PROBLEM DETAILS :: After locating the line that holds "Format every location", transcribe it and each following line to the end of the records, changing nothing and adding nothing.

DATASET EXTRACT ::
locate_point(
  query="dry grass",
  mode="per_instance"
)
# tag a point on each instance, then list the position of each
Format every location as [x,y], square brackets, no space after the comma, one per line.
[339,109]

FINISHED TASK ::
Format every location as [x,y], square brackets, no space after the comma, one per line.
[339,109]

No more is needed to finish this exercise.